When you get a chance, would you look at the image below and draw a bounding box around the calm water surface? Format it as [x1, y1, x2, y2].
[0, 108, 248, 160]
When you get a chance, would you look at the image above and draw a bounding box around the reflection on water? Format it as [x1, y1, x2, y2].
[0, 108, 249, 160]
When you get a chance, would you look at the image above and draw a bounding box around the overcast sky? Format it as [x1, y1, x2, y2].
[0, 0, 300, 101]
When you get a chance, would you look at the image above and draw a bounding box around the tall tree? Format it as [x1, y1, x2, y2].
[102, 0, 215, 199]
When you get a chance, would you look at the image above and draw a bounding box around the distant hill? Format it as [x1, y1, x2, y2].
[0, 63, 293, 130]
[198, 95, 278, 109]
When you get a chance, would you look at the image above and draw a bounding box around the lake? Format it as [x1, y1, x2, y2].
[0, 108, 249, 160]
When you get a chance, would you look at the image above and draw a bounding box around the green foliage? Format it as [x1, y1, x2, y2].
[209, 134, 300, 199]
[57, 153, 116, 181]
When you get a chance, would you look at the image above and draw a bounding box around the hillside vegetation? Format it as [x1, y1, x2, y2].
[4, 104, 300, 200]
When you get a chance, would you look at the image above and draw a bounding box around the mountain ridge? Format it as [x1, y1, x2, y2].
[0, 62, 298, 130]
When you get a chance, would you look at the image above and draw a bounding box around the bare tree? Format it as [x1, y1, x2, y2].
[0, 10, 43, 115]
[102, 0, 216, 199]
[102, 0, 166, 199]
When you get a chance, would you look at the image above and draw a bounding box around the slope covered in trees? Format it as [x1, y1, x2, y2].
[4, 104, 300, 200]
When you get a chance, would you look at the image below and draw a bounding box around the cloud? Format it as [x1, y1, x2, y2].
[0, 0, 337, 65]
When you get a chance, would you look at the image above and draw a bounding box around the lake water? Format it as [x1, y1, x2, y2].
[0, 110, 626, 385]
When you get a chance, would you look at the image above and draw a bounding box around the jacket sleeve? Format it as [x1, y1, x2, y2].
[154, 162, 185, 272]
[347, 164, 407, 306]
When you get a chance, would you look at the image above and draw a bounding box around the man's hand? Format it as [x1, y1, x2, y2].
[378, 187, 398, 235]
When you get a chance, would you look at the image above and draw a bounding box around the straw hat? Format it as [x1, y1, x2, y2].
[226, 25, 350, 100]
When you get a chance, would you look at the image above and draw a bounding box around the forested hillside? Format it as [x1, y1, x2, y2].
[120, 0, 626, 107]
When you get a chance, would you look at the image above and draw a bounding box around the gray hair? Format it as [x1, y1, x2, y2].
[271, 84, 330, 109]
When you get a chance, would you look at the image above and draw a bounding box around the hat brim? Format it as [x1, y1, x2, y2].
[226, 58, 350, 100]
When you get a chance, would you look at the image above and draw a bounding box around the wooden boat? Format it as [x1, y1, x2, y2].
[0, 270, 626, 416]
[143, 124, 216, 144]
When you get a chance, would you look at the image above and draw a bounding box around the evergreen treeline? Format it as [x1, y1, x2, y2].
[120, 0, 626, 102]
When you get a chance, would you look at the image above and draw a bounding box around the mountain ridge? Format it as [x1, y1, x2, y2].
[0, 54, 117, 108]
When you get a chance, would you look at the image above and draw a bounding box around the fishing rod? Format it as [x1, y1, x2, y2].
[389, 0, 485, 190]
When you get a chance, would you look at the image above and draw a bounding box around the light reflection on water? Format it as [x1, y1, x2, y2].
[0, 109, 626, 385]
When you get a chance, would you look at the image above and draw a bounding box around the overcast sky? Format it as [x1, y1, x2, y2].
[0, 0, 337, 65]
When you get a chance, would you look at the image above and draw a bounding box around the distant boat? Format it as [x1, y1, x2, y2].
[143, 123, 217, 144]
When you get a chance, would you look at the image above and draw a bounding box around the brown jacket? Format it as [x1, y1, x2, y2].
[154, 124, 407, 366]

Aim
Could you give the records above as a JSON list of strings, one string per line, with blank lines left out?

Answer for this exercise
[
  "When you get a chance, would you look at the image below and draw a bounding box around the calm water surface? Format it as [x1, y1, x2, y2].",
  "[0, 108, 248, 160]",
  "When you get a chance, would you look at the image above and draw a bounding box around the reflection on water? Format it as [x1, y1, x2, y2].",
  "[0, 108, 249, 160]",
  "When you get a chance, would you look at the image above and draw a bounding box around the overcast sky? Format it as [x1, y1, x2, y2].",
  "[0, 0, 300, 101]",
  "When you get a chance, would you look at the image above and draw a bounding box around the tall tree? Format it as [x1, y1, x2, y2].",
  "[102, 0, 215, 199]",
  "When you get a chance, would you look at the image above and draw a bounding box around the distant hill? Format it as [x1, y1, x2, y2].",
  "[0, 63, 293, 130]",
  "[198, 95, 278, 109]",
  "When you get a chance, would you look at the image above and draw a bounding box around the lake? Format it as [x1, y1, x2, y2].",
  "[0, 108, 249, 160]",
  "When you get a chance, would you look at the image above and draw a bounding box around the green foliage? Format it as [x1, y1, x2, y2].",
  "[209, 134, 300, 199]",
  "[57, 153, 116, 181]",
  "When you get a chance, would you look at the image above and draw a bounding box around the hillside vegetation? Format it as [x1, y1, x2, y2].",
  "[4, 104, 300, 200]",
  "When you get a chance, would you look at the image above and draw a bounding box around the mountain ridge? Format it as [x1, y1, x2, y2].",
  "[0, 62, 298, 130]",
  "When you get a chance, would you look at the image above and draw a bounding box around the bare tree? Format it as [x1, y1, x2, y2].",
  "[0, 10, 43, 115]",
  "[102, 0, 216, 199]",
  "[102, 0, 166, 199]",
  "When you get a chance, would you look at the image above and draw a bounding box around the slope covered in trees? Format it as [x1, y1, x2, y2].",
  "[4, 104, 300, 200]",
  "When you get a chance, would you look at the image below and draw a bounding box around the cloud? Format it as [x1, y1, x2, y2].",
  "[0, 0, 337, 65]",
  "When you get a chance, would you look at the image above and draw a bounding box around the lake water? Format it as [x1, y1, x2, y2].",
  "[0, 110, 626, 385]",
  "When you get a chance, would you look at the image above and draw a bounding box around the jacket sleeve? Format it as [x1, y1, x2, y2].",
  "[154, 162, 185, 272]",
  "[347, 164, 407, 306]",
  "When you get a chance, would you look at the image above and draw a bounding box around the man's hand? Format it as [x1, y1, x2, y2].",
  "[378, 187, 398, 235]",
  "When you get a chance, would you look at the image above and draw a bounding box around the straw hat? Format it as [x1, y1, x2, y2].",
  "[226, 25, 350, 100]",
  "When you get a chance, would you look at the image above and draw a bounding box around the forested hillside? Format it as [x1, y1, x2, y2].",
  "[120, 0, 626, 107]",
  "When you get a chance, would you look at the image above and draw a bounding box around the gray hair? Format it as [x1, y1, x2, y2].",
  "[271, 84, 330, 109]",
  "When you get a chance, would you look at the image above and draw a bounding box around the hat brim? Format it as [x1, y1, x2, y2].",
  "[226, 58, 350, 100]",
  "When you get a chance, would you look at the image above and draw a bounding box around the wooden boat? Format it as [x1, y1, x2, y2].",
  "[0, 270, 626, 416]",
  "[143, 124, 216, 144]",
  "When you get a chance, would you look at the image above and draw a bounding box around the evergreen treeline? Format it as [x1, y1, x2, y2].",
  "[120, 0, 626, 102]",
  "When you get a chance, would you look at the image above and draw a bounding box around the mountain ridge? Format it as [x1, y1, x2, y2].",
  "[0, 54, 117, 108]",
  "When you get a chance, would you look at the image above and draw a bounding box around the fishing rod? Format it as [x1, y1, x2, y2].",
  "[389, 0, 485, 190]",
  "When you get a chance, would you look at the image above and draw a bounding box around the light reflection on water? Format it as [x1, y1, x2, y2].",
  "[0, 109, 626, 385]",
  "When you get a chance, would you look at the image above and draw a bounding box around the overcast sky? Format it as [x1, y1, x2, y2].",
  "[0, 0, 337, 65]",
  "When you get a chance, would you look at the image above and draw a bounding box around the distant boat? Format it as [x1, y1, x2, y2].",
  "[143, 123, 217, 144]",
  "When you get a chance, would you look at the image above and draw a bounding box around the brown jacket? Format it as [x1, y1, x2, y2].",
  "[154, 124, 407, 366]"
]